Convert the rows below into a two-column CSV with the headers "query" and "reply", making one line for each row. Put each row's text in "query" and its answer in "reply", enclose every field in quotes, replace line breaks with spaces, and leave out the pictures.

^^^^^^^^^^^^^^^^

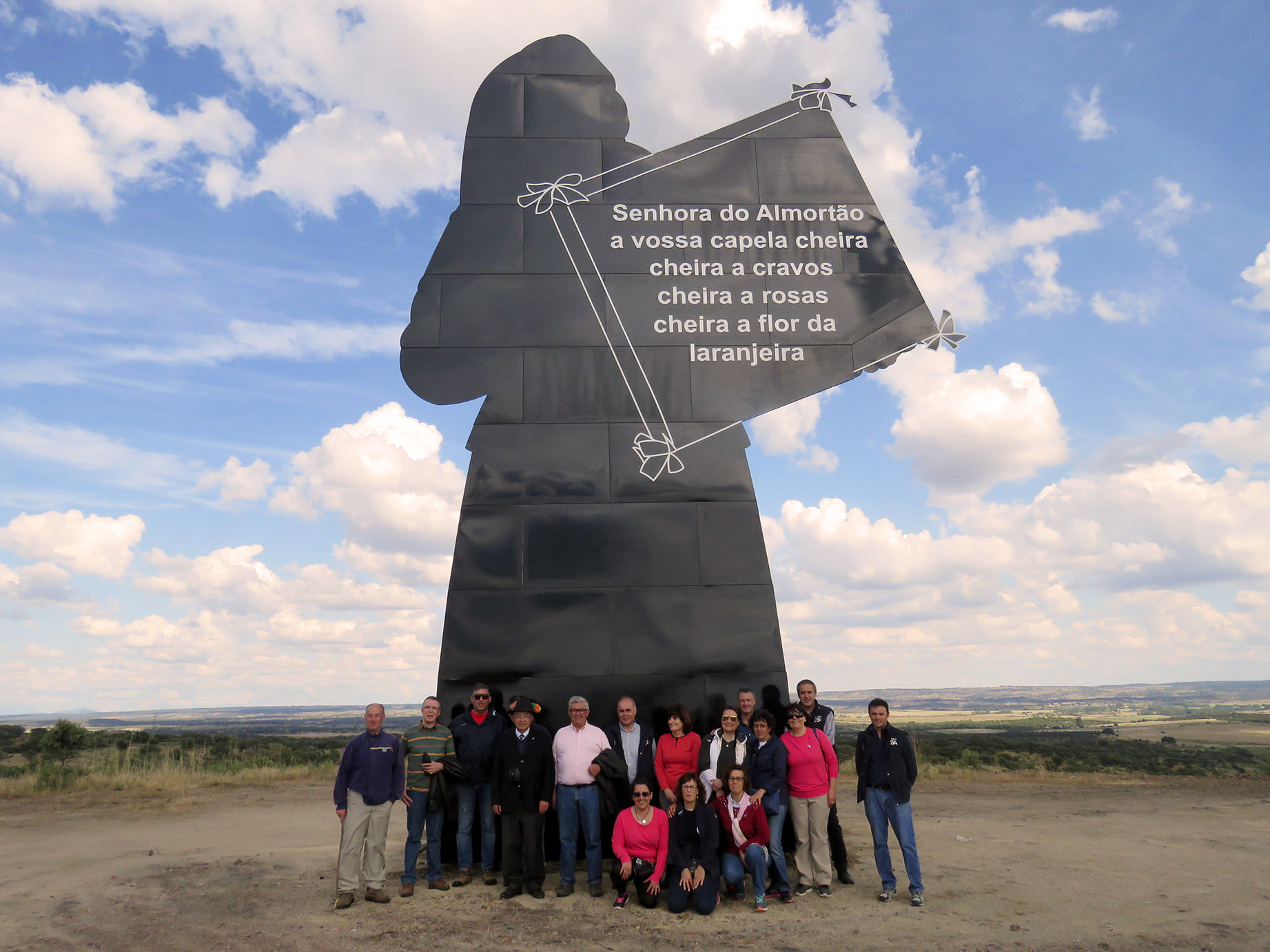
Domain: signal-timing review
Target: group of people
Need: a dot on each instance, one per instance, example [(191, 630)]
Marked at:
[(690, 813)]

^^^^^^^^^^^^^^^^

* [Complete response]:
query,reply
"Domain: signal-timing review Target: group of people Need: a dot on each instance, one per instance, example [(191, 630)] Marked at:","[(690, 813)]"